How many lines in the items below contain the string "black", with case counting? Reply with the number alone.

>> START

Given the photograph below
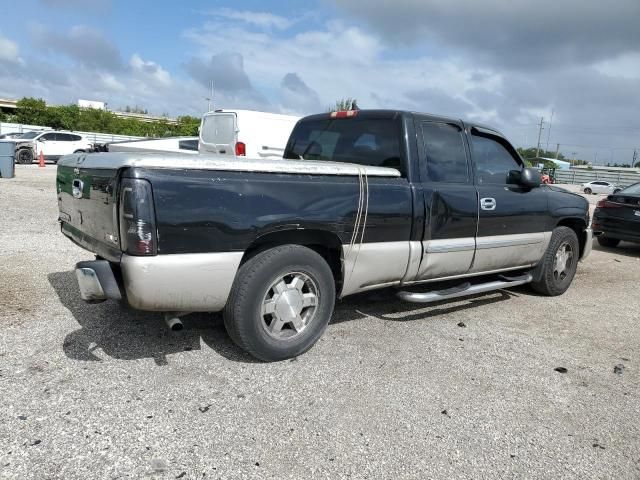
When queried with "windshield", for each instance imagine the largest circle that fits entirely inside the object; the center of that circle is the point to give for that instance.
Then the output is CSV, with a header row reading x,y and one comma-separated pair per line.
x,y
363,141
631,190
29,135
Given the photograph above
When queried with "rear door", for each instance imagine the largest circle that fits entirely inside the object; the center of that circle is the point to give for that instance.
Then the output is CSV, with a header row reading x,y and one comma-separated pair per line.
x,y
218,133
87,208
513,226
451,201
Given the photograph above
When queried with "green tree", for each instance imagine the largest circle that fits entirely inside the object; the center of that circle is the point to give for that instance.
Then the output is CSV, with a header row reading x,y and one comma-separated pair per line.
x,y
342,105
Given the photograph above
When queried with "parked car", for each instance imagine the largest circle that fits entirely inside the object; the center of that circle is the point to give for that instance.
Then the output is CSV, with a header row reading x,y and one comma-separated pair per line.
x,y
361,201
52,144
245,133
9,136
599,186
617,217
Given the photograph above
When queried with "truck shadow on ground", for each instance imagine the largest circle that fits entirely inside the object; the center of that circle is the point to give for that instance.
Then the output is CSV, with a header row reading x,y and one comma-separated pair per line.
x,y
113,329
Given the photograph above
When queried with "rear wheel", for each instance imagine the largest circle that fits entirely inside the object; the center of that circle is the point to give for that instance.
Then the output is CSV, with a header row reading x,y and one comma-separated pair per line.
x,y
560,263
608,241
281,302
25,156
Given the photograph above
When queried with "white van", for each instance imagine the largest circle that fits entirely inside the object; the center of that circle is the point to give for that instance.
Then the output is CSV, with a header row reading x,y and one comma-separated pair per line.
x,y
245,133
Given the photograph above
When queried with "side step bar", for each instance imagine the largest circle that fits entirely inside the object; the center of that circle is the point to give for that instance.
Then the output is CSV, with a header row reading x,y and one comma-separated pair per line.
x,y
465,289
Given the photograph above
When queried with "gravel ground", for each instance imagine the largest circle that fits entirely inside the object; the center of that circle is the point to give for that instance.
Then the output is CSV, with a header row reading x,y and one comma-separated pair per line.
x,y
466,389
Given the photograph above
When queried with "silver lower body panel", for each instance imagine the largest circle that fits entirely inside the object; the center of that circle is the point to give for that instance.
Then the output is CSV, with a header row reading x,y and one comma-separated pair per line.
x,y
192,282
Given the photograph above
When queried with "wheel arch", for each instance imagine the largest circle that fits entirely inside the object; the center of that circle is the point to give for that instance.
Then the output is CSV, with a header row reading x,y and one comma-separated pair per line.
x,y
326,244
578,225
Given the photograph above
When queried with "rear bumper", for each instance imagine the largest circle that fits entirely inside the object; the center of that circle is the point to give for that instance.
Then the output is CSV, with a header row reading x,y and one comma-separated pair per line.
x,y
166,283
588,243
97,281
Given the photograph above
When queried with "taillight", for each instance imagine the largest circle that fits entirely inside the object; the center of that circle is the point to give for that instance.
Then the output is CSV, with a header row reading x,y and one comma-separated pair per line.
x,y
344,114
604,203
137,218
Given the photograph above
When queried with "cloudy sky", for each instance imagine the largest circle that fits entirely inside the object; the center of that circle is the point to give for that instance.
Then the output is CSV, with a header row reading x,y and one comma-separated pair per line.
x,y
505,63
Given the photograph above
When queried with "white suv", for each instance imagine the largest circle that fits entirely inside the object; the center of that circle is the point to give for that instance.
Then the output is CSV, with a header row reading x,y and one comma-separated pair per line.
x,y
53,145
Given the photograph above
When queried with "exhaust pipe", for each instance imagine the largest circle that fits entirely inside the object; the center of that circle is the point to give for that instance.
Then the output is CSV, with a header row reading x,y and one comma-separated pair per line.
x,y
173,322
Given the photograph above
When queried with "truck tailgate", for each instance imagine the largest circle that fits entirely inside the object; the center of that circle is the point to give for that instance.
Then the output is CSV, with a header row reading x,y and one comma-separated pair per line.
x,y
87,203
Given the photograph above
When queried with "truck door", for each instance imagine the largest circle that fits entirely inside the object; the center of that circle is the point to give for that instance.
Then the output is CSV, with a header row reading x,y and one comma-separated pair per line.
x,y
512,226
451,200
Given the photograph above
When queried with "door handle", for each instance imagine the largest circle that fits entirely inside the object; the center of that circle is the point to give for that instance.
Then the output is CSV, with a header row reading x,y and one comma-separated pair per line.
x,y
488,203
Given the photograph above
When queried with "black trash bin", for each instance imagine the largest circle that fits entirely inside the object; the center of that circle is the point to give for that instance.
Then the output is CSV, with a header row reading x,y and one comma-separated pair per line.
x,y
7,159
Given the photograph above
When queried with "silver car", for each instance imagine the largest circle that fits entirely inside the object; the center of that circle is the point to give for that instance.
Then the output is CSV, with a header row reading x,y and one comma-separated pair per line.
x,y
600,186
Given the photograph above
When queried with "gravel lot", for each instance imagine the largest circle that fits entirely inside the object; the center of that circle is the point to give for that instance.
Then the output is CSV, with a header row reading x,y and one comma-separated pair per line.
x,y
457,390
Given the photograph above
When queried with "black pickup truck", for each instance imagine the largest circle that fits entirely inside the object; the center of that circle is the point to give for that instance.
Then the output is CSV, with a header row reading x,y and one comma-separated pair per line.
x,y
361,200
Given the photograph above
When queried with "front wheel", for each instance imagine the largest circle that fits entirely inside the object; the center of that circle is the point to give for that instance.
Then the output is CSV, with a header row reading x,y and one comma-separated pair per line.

>> END

● **Correct result**
2